- _DIRECTIONS_:
Format every line of the records below as a numbered list, leaving out blank lines. Don't include the pictures in your answer.

# Start of STORED ROWS

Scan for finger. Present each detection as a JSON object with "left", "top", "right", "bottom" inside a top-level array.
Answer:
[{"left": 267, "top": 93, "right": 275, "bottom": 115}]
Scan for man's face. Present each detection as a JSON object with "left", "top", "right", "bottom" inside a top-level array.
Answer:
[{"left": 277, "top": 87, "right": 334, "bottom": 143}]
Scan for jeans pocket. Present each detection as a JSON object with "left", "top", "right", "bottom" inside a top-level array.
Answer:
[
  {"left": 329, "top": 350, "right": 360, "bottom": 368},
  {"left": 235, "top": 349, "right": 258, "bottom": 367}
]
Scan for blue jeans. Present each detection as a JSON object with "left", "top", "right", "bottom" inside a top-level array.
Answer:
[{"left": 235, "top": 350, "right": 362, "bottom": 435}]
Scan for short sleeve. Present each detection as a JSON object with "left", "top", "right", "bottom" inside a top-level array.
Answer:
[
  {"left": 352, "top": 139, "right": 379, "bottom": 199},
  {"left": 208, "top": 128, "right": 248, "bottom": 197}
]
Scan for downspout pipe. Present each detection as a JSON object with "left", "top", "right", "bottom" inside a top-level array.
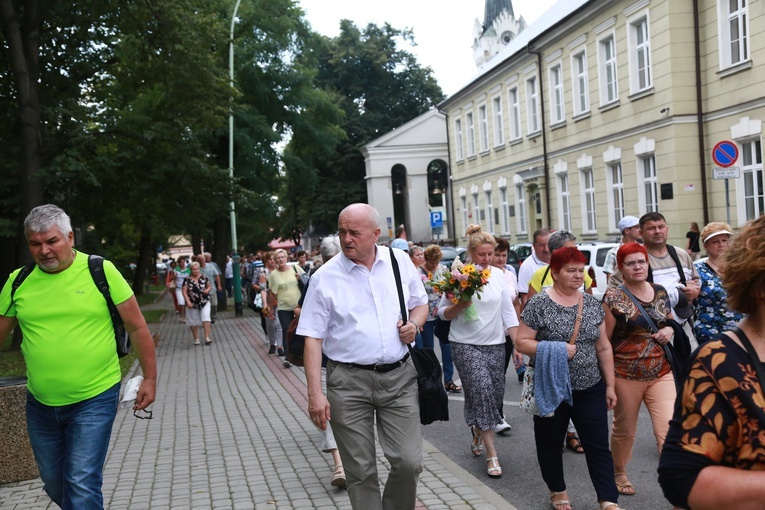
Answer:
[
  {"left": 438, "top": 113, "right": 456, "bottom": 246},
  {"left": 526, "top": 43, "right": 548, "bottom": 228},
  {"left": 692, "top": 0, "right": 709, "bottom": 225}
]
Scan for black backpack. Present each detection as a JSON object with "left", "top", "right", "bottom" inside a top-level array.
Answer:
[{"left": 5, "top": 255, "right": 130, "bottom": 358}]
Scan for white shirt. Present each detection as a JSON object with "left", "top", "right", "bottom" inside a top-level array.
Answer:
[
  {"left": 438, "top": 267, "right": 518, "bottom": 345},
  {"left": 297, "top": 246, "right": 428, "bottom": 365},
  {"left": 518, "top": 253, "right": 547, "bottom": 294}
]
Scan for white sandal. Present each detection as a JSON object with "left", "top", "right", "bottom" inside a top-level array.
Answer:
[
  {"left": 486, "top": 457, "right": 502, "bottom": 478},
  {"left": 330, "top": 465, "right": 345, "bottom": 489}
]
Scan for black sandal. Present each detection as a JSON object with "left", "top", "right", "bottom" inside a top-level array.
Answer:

# End of STORED ROWS

- _SOLUTION TO THIS PROBLEM_:
1. Scan for finger. Present each detection as a JSON object with "left", "top", "right", "bottom" inside a top-level array.
2. Answer:
3. [{"left": 267, "top": 93, "right": 275, "bottom": 115}]
4. Scan for man's face. Present each detection as a JSON object with "left", "top", "right", "bottom" inside a top-level array.
5. Answer:
6. [{"left": 277, "top": 87, "right": 334, "bottom": 143}]
7. Scan for jeans pocket. Present each detection as a JSON object with "left", "top", "right", "bottom" inside a top-level array.
8. Answer:
9. [
10.   {"left": 329, "top": 350, "right": 360, "bottom": 368},
11.   {"left": 235, "top": 349, "right": 258, "bottom": 367}
12. ]
13. Scan for blue jeans. Present each detection as a JSON object with "left", "top", "right", "bottom" inside a top-level array.
14. Answer:
15. [{"left": 235, "top": 350, "right": 362, "bottom": 435}]
16. Scan for short sleeve. Present each detection as a JSON object with "left", "top", "right", "bottom" inside a top-level array.
17. Answer:
18. [
19.   {"left": 352, "top": 139, "right": 379, "bottom": 199},
20.   {"left": 208, "top": 128, "right": 248, "bottom": 197}
21. ]
22. Scan for downspout pipe. Present each detection as a JSON object with "left", "top", "right", "bottom" inside a top-level array.
23. Answer:
24. [
25.   {"left": 438, "top": 113, "right": 456, "bottom": 246},
26.   {"left": 526, "top": 43, "right": 548, "bottom": 228},
27.   {"left": 692, "top": 0, "right": 709, "bottom": 225}
28. ]
29. Scan for black backpack. Present each detection as a JSON object with "left", "top", "right", "bottom" inside a top-level array.
30. Answer:
31. [{"left": 5, "top": 255, "right": 130, "bottom": 358}]
32. Scan for white shirt. Present each detection as a JSON object with "left", "top", "right", "bottom" inside a top-level array.
33. Answer:
34. [
35.   {"left": 438, "top": 267, "right": 518, "bottom": 345},
36.   {"left": 297, "top": 246, "right": 428, "bottom": 365},
37.   {"left": 518, "top": 253, "right": 547, "bottom": 294}
38. ]
39. Scan for white sandal. Present each detection as a JSON object with "left", "top", "right", "bottom" inside a top-level array.
40. Answer:
41. [
42.   {"left": 486, "top": 457, "right": 502, "bottom": 478},
43.   {"left": 330, "top": 465, "right": 345, "bottom": 489}
44. ]
45. Scan for black sandal. Present each detection as a JSON object with "left", "top", "right", "bottom" inside a top-level array.
46. Answer:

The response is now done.